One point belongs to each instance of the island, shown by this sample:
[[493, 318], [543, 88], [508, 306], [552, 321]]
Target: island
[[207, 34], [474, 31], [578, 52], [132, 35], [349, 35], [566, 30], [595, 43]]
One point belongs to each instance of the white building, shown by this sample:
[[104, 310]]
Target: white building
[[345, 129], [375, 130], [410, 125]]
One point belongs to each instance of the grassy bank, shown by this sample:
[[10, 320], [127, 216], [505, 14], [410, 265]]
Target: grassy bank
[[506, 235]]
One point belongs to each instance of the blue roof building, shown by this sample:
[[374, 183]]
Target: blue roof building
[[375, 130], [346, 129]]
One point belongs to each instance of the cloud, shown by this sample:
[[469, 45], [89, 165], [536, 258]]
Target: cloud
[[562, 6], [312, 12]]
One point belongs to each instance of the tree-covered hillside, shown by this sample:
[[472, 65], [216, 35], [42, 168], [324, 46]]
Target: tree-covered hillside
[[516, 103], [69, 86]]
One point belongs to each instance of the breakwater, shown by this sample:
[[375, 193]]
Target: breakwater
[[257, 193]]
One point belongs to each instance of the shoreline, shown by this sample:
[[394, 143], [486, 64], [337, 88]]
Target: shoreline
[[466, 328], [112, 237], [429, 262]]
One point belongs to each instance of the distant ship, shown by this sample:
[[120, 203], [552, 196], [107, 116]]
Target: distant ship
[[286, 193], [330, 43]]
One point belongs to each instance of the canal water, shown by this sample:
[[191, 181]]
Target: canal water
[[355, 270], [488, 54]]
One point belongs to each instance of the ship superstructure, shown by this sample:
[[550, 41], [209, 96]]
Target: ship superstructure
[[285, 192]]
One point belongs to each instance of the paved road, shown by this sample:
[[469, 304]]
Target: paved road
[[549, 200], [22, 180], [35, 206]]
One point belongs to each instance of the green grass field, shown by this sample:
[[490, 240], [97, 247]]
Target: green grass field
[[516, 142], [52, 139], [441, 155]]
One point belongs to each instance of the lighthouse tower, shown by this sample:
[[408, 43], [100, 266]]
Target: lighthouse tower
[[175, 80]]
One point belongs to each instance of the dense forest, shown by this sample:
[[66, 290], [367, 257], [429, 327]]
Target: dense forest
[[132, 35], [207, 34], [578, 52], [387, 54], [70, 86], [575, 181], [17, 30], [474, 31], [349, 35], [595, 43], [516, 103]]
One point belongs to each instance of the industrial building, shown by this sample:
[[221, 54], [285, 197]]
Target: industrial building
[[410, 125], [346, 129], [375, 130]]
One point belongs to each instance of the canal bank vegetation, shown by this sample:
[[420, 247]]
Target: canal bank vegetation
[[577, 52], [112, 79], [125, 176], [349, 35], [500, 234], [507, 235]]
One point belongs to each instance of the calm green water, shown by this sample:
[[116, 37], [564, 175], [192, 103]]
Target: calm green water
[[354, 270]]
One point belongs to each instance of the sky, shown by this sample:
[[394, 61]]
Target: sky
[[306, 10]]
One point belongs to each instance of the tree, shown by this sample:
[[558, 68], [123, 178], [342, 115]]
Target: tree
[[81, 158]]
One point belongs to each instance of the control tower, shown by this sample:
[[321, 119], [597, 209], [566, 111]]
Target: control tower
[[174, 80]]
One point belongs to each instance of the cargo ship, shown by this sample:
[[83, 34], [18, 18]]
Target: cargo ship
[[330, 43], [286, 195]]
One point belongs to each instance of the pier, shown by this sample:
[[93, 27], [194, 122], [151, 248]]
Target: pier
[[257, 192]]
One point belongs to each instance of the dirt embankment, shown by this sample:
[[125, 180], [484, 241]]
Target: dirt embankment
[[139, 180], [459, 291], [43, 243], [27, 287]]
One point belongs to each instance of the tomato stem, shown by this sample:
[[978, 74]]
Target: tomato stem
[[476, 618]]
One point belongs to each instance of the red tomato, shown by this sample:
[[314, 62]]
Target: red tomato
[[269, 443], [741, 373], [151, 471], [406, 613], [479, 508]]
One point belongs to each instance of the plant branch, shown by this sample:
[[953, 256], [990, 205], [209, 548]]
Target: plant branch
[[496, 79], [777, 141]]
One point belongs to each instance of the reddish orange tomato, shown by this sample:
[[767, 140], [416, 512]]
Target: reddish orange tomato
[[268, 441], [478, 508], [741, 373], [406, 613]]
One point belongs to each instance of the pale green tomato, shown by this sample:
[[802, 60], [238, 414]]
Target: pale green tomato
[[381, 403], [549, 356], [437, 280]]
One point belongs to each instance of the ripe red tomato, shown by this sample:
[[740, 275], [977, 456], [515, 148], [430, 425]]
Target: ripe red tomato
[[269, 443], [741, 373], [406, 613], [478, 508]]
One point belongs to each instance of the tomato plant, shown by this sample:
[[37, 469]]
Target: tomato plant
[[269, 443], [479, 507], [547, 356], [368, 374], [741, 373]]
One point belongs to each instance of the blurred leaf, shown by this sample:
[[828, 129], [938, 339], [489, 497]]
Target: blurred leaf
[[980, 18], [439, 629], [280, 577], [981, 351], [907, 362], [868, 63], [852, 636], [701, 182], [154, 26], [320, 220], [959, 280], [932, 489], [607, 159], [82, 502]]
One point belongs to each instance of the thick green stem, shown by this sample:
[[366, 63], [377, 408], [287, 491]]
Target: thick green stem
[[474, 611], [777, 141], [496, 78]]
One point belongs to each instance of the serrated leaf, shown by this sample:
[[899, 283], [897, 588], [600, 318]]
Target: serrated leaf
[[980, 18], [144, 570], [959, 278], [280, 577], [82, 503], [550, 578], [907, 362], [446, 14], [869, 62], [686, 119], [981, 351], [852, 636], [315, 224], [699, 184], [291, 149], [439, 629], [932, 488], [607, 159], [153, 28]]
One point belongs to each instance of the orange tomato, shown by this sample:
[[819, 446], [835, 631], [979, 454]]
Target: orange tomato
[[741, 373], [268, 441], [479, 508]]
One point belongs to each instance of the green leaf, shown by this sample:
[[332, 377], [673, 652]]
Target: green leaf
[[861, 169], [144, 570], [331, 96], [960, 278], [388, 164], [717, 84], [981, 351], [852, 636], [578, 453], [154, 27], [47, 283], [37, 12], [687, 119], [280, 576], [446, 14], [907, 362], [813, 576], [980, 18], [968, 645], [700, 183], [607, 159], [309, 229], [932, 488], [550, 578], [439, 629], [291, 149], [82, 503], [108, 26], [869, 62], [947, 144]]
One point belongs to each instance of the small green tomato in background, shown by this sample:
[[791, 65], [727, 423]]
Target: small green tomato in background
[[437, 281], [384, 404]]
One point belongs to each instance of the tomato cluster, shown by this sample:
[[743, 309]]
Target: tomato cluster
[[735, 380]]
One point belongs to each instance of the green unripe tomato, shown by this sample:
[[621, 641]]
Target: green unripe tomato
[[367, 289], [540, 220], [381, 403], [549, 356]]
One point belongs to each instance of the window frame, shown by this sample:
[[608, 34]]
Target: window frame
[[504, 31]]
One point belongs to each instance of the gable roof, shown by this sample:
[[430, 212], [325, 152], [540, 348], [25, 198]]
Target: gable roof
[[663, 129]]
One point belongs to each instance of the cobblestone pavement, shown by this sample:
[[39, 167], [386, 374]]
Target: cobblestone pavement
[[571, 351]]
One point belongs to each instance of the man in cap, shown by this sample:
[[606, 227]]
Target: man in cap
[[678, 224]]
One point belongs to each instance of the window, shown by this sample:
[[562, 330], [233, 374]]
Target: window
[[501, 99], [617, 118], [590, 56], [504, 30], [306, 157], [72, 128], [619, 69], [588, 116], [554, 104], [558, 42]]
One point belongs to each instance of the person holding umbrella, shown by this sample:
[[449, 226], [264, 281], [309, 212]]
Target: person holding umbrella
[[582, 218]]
^^^^
Rescale everything from the line containing "One point belongs to each instance of the canal water, shown" down to the line containing "[[549, 200], [22, 180], [35, 206]]", both included, by writing out those lines in full with every point coordinate in the answers multiplied by 1.65 and rounded to a whole number, halves rounded up. Keep the numbers in the sample lists unchanged, and leave out all other entries.

#### Exercise response:
One point belongs to each instance of the canal water, shown by this sample:
[[191, 181]]
Target: canal water
[[586, 446], [805, 89]]
One point belongs to each instance of the ship superstructure, shown by this sample:
[[550, 41], [209, 96]]
Target: ship superstructure
[[470, 317]]
One point belongs to each instance of the paved road, shown by this sample:
[[469, 304]]
Target: paved road
[[906, 330], [36, 297], [58, 340]]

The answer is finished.